READING PASSAGE ::
---+---

Above: GBP/ZAR shown at daily intervals with Fibonacci retracements of February fall, 200-day average and USD/ZAR (yellow).
The Reserve Bank sets interest rates with the aim of influencing economic supply and demand in order to keep inflation contained within a 3%-to-6% target band and given the current condition of the economy, as well as well-contained inflation levels, economists widely expect the cash rate to be left unchanged at 3.5% on Thursday.
This is after Statistics South Africa data showed on Wednesday that the main inflation rate fell in June, from 5.2% to 4.9%, taking it back toward the midpoint of the SARB’s target band while core inflation - which often garners more attention from central bankers because it overlooks changes in volatile energy prices - rose from 3.1% to 3.2% but not by enough to lift it far from the bottom of the target band.
“The SARB is likely to reiterate that the focus will remain on second-round effects, for instance from a higher oil price or a depreciated rand, for the emergence of sustained upward price pressures,” Investec’s Kaplan says.
Previously the Reserve Bank had warned that inflation risks were tilted toward the upside and that risks to the economy were on downside, while the bank’s quarterly projection model continued to advocate a 25 basis point increase to the bank’s benchmark interest rate in each of the second and fourth quarters, which would take the cash rate up from 3.5% to 4% by year-end.
Governor Lesetja Kganyago was reported to have told an investment conference last month that the bank would likely lift its interest rate if exchange rate pressures or any other factors lifted South African inflation from its currently-contained levels, which is a message that could potentially support the Rand if repeated this week.

---+---

RAW RECORDS ::
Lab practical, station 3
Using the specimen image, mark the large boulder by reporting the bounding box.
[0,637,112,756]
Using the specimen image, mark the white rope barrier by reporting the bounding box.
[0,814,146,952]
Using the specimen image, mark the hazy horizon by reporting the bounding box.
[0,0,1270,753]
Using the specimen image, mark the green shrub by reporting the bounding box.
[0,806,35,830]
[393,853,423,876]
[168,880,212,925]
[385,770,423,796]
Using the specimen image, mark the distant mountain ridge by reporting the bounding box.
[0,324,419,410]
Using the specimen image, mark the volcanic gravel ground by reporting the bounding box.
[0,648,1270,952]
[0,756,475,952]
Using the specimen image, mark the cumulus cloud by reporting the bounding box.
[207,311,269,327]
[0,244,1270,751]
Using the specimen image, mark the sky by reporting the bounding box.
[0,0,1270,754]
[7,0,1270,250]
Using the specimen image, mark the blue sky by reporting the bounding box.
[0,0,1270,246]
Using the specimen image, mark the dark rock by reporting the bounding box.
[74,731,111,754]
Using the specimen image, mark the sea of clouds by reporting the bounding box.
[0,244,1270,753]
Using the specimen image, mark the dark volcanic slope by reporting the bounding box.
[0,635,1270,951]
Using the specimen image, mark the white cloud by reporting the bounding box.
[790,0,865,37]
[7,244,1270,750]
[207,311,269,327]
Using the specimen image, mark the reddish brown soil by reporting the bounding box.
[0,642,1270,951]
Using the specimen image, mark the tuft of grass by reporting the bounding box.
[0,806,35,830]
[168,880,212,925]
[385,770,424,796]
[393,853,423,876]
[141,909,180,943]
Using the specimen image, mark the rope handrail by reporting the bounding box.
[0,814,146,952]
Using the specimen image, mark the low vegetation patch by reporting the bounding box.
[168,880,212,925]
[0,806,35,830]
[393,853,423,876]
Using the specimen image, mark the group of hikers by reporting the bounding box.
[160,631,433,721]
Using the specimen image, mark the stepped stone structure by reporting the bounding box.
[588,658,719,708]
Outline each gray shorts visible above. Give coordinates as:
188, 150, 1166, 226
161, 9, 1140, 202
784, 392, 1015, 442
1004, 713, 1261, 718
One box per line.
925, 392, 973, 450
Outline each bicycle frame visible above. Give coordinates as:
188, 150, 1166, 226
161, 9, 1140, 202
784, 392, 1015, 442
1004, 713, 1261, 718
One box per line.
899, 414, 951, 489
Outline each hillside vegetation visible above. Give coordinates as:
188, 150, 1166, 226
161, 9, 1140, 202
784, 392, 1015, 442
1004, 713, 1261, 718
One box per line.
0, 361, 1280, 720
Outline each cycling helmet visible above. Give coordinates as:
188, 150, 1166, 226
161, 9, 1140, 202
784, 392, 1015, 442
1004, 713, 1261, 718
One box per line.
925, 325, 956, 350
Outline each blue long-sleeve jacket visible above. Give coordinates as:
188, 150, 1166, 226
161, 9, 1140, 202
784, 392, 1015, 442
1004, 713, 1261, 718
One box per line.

---+---

TASK REQUIREMENTS ::
• A. Name each item that the opening caption of the interest-rate passage says the chart shows.
• B. Answer these questions from the interest-rate passage, one per line:
(i) What target band does the Reserve Bank try to keep inflation within?
(ii) Who is quoted about the SARB's focus on second-round effects?
(iii) Where was Governor Lesetja Kganyago reported to have spoken last month?

RESPONSES TO THE TASKS ::
• A.
- GBP/ZAR at daily intervals
- Fibonacci retracements of the February fall
- The 200-day average
- USD/ZAR (in yellow)

• B.
(i) 3% to 6%
(ii) Investec's Kaplan
(iii) At an investment conference